*EXERCISE INSTRUCTIONS*
Identify every line in the material below that contains the string "trunk" and copy each of those lines. Case counts.

+ + + + + + +

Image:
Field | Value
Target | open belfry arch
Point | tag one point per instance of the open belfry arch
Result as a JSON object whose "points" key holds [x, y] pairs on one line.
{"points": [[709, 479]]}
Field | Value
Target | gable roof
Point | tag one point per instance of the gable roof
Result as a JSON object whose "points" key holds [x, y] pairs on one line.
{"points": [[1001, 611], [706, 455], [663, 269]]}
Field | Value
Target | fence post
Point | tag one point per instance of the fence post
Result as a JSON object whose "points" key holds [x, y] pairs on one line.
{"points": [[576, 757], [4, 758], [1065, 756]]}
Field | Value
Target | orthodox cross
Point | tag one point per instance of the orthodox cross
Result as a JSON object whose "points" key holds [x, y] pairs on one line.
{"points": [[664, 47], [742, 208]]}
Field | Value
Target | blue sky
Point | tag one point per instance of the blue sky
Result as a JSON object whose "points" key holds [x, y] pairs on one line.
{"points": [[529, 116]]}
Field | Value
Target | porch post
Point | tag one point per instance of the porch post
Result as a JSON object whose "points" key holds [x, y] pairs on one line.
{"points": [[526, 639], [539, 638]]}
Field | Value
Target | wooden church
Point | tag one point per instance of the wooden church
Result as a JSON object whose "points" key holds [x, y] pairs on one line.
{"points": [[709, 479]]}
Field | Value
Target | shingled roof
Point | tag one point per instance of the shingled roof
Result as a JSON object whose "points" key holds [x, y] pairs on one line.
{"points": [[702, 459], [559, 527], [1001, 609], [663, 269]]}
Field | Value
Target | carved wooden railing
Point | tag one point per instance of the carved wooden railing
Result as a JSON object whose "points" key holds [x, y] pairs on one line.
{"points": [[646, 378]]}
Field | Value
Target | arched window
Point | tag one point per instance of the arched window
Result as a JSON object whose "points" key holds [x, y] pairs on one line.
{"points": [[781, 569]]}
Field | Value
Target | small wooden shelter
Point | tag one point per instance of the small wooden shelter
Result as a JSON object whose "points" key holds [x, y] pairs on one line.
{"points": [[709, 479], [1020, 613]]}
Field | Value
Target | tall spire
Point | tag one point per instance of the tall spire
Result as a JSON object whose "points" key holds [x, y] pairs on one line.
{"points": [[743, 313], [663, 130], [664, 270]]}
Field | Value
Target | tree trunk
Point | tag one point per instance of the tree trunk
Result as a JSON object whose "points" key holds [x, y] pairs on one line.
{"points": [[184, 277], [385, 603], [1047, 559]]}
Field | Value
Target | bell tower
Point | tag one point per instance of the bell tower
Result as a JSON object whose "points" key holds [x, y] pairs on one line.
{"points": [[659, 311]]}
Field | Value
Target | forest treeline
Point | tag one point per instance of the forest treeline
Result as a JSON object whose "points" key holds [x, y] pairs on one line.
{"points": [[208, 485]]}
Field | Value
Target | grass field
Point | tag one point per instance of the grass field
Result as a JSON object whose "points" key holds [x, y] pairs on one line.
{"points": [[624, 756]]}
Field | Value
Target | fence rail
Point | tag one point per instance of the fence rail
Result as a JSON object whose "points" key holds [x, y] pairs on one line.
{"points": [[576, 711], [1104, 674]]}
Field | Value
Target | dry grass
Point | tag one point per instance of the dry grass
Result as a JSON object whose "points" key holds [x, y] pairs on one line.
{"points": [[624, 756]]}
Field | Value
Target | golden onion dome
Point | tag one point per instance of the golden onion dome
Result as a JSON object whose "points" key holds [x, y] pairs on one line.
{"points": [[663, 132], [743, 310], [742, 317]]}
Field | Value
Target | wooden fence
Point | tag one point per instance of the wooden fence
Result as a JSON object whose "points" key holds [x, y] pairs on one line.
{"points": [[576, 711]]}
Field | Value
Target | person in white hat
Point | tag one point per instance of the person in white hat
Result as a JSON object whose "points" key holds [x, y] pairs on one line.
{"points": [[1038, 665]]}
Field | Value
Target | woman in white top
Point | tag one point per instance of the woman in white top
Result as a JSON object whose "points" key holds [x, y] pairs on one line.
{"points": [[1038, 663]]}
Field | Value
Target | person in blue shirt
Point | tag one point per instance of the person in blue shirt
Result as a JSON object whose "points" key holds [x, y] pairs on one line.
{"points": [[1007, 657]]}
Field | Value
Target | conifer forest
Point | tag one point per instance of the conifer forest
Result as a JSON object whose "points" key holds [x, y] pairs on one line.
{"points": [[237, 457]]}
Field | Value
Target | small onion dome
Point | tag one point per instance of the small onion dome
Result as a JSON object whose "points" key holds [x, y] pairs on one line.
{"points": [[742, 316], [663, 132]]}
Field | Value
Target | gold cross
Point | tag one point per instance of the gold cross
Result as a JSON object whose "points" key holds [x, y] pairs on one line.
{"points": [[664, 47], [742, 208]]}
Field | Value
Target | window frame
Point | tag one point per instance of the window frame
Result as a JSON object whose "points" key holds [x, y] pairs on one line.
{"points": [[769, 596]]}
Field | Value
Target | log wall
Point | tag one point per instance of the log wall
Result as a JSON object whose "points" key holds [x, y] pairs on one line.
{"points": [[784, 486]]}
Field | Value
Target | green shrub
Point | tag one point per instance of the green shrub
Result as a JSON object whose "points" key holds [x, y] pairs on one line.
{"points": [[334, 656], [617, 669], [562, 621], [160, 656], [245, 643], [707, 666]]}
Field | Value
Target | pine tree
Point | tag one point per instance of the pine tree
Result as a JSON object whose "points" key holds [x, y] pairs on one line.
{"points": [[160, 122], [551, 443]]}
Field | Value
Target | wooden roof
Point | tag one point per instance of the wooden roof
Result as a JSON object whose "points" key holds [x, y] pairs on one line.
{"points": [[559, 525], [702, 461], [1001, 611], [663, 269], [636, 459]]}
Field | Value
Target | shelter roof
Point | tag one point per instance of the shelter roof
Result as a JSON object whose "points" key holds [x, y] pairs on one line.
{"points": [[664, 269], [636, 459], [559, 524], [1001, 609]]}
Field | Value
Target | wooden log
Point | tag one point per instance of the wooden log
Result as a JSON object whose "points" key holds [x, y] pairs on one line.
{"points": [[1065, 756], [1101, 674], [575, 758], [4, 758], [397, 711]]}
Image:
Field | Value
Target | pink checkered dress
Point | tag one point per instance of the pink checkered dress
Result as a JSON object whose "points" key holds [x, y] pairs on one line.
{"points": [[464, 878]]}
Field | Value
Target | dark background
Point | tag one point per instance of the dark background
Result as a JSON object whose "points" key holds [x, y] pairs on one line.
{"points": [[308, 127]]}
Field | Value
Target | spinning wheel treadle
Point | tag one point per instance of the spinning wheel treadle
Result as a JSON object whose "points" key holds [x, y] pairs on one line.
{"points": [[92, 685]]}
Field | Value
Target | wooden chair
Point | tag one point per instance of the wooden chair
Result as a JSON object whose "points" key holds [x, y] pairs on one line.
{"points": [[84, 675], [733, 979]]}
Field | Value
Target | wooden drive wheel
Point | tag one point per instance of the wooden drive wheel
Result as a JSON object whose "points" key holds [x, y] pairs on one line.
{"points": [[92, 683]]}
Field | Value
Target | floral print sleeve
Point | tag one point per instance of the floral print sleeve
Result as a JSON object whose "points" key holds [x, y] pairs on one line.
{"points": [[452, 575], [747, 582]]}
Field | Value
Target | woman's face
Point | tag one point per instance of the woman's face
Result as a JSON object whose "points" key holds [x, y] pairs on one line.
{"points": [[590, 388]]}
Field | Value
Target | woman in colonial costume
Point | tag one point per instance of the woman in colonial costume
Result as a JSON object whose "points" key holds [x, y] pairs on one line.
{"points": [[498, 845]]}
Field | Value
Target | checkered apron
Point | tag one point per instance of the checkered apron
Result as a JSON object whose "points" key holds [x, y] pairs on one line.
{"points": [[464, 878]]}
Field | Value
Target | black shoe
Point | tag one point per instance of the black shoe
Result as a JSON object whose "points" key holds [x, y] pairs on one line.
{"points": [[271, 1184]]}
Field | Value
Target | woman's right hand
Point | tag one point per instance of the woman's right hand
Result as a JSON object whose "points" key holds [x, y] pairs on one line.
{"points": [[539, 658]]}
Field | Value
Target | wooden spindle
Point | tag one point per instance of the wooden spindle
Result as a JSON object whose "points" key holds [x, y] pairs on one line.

+ + + + + + +

*EXERCISE ANSWER*
Target | tree trunk
Point | tag one point per instance of the tree trunk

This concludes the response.